LEMON: And you're right. But you know, I ask you that because, you know, you've heard people say, oh, she's the worst girlfriend; she set him up, and you know, the onus is on her. What about, you know, his rights of free speech and on and on and on.

But Marc, you know, how many people are rethinking what they're saying behind closed doors tonight, because should we be that surprised? Most people I know are not surprised, and many people speak that way in the privacy of their own homes, but you don't hear it in public.

HILL: That's a great question, and there's two quick answers. The first thing is, I hope people aren't rethinking what they say to their girlfriends. I hope they are thinking being racist. You know, I don't want the narrative to be about her. It should be about Donald Sterling. Anything else is both sexist and counterproductive.

But to your point, yes, there are lots of people who say this stuff behind closed doors. Again, that's what black people are saying, "Um- hmm" about, about this whole controversy. It's not that Donald Sterling is some outlier. It's that there are many people who have said these things behind closed doors and who believe it. And crazy thing -- craziest thing of all is Donald Sterling really doesn't think he's racist.

LEMON: Yes, I wrote a column on that. I don't know if you saw it. The new racism is not knowing that you're racist. Because we've had Clive Bundy and Donald Sterling, and both of them are saying, "I'm not racist. What are you talking about?"

* * *

● **YOUR TASKS**:
1 – Pull out each line of the rows that contains the string "building". Case counts.
2 – Carry on the interview transcript about Donald Sterling, starting after its last line.

* * *

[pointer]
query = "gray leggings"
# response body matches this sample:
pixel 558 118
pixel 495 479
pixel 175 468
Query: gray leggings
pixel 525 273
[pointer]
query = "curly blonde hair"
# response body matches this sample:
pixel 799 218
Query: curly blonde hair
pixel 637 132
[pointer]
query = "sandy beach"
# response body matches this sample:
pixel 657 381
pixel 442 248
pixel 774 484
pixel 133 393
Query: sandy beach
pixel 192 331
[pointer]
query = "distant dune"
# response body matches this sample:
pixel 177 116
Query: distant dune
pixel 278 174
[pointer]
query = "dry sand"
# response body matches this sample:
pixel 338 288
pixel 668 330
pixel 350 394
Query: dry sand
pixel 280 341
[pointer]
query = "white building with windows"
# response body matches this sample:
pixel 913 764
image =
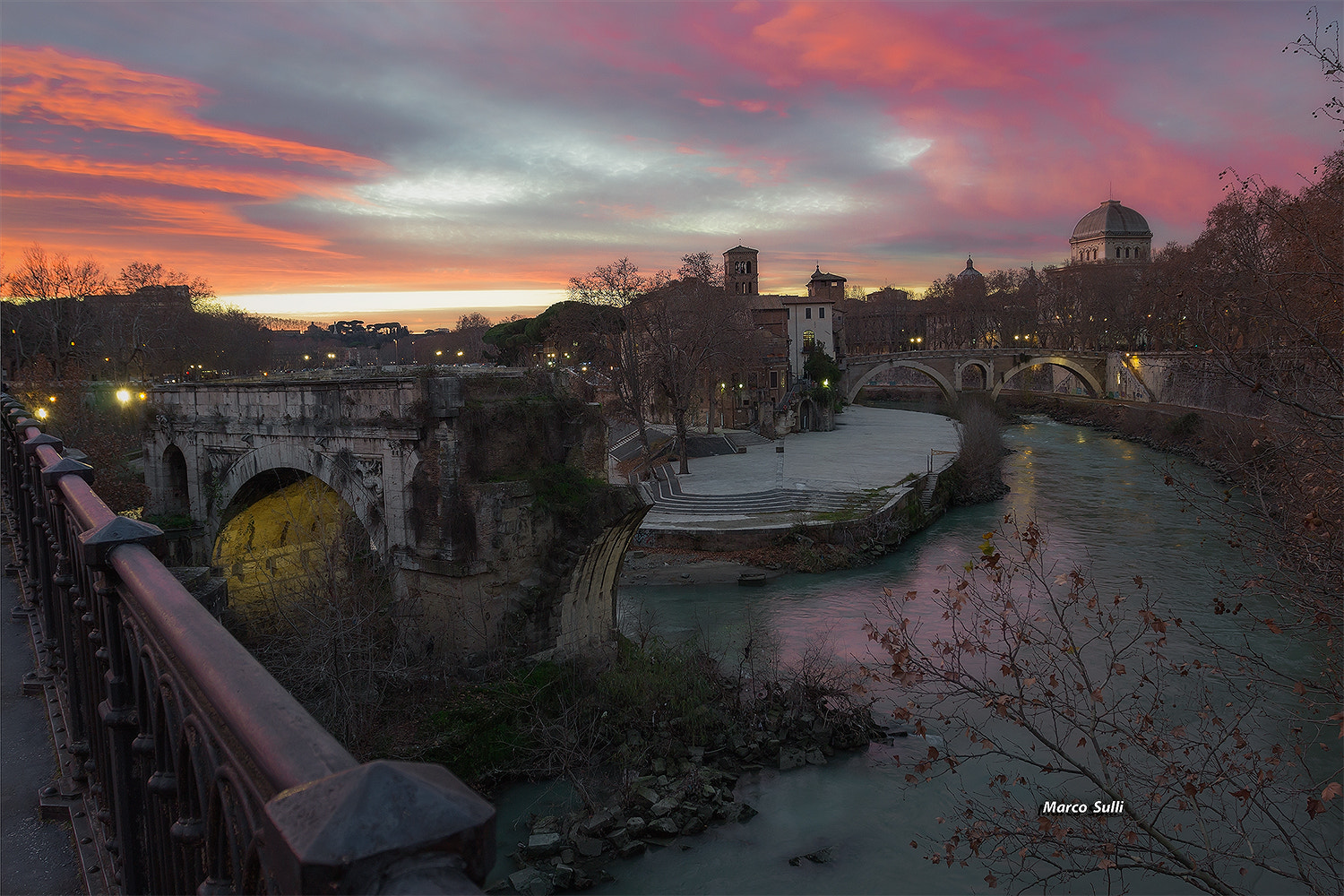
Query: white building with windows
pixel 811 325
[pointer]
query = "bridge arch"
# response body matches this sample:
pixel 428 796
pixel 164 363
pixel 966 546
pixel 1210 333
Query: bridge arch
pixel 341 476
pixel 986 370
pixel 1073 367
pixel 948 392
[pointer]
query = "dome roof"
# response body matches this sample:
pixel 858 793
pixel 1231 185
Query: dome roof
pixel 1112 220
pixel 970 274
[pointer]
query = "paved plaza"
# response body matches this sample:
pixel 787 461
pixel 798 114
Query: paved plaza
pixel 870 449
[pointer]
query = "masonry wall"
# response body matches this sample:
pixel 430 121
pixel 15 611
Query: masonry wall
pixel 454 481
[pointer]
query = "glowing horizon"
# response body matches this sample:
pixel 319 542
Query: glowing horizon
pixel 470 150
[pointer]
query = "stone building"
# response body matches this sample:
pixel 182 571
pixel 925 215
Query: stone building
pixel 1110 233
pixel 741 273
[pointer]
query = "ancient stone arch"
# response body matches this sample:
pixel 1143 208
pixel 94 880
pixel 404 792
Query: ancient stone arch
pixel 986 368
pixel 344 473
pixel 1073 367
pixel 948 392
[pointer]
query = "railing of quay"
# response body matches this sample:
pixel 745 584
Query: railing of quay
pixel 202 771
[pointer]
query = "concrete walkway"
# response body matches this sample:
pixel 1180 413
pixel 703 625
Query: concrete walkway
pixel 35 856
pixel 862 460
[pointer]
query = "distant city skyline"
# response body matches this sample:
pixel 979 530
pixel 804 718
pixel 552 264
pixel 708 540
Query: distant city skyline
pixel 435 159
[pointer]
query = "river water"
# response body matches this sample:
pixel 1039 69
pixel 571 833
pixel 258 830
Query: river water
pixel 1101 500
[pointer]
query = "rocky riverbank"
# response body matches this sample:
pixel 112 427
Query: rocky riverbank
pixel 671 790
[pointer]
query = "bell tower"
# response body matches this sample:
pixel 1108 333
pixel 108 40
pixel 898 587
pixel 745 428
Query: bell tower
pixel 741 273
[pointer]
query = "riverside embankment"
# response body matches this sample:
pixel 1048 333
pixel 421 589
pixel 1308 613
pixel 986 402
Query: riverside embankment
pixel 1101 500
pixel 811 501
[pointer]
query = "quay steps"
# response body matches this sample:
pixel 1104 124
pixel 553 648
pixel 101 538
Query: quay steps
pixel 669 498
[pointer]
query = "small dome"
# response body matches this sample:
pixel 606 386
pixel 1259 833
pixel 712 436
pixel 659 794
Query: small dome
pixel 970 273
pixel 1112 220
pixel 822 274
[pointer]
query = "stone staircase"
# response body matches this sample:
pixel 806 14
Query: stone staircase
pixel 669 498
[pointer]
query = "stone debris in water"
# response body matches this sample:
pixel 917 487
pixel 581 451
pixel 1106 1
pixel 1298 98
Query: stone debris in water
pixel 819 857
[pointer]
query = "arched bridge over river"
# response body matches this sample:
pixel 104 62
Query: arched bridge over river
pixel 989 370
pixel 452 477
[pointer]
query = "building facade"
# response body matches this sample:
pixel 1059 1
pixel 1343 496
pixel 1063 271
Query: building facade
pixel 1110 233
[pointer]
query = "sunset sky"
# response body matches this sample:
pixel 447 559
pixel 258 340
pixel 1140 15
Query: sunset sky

* * *

● **IN RESPONSE**:
1 –
query = "white building with windows"
Query: white building with windows
query = "stone building"
Query: stone building
query = "building facade"
Query: building facade

2 –
But you know, I say a lot of people say it behind closed doors. But if people say it -- we were talking about this today in the newsroom. If I ever say this in your presence, if I ever hear someone say that in my presence, I will call them out. And that's the difference. Many people just don't do that.

NICHOLS: But this is also a message to a lot of people. David's point is very well taken. This really lays out, hey, zero tolerance for this.

There are kids watching this play out. There are people watching this play out who may be a little bit on the fence, and this tells them, this is wrong. If you had any questions about this, let me clear that up for you. This is wrong. And you're going to get kicked out of what you want to be doing; you're going to lose your business over it. It's wrong. Stop.

LEMON: Right. It's time to move on, especially when it comes to this. Dominique, Commissioner Silver said that the voice on the tape is Donald Sterling, that he has admitted it. Does it matter how it was obtained?

WILKINS: Make no mistake: The young lady is not innocent in this whole thing. The way it was extracted wasn't, you know, right in the way she did it. But nevertheless, the information is out now. We know how Donald Sterling thinks behind closed doors. And this is one of those situations where you got caught because of those words.

But you know what? Again, I think this sets a precedent. This is a monumental event that now is going to put people really in the hot seat and, more importantly, it's going to hold them accountable for what you say. It takes events like this to really put people back in check.

At the end of the day across the board, across the board, forget about sports. This don't belong in society. Unfortunately, some of this still exists. But I'm glad that we as a league stepped forward, stood up for our players, coaches and society in general.

LEMON: Yes. And rallied...

WILKINS: Rallied together, absolutely.

LEMON: And rallied around each other. And rallied around the country.

Leigh, I want to ask you about the players have always been known to be on their best behavior. The players aren't at fault in this story in any way. But there's so much of a spotlight on them now. I'm wondering if this is an opportunity for the league to, you know, burnish its image and also the players -- it's a two-pronged question -- are the players feeling, you know, a sense of empowerment now? Are they feeling themselves, like, "Hey, we actually made a difference in all of this"?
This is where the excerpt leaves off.